= Task to complete =
Below is a block of data; give all of it again word for word.

= Data records =
↓↓↓
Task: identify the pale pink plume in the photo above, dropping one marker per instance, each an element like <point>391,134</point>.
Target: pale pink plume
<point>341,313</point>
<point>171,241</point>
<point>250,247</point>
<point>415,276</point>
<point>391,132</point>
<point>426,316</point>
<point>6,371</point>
↑↑↑
= Answer for the task =
Task: identify the pale pink plume in the photo above, dropping one marker per instance, each an element like <point>391,134</point>.
Target: pale pink plume
<point>341,313</point>
<point>171,241</point>
<point>250,247</point>
<point>415,276</point>
<point>391,132</point>
<point>426,316</point>
<point>6,371</point>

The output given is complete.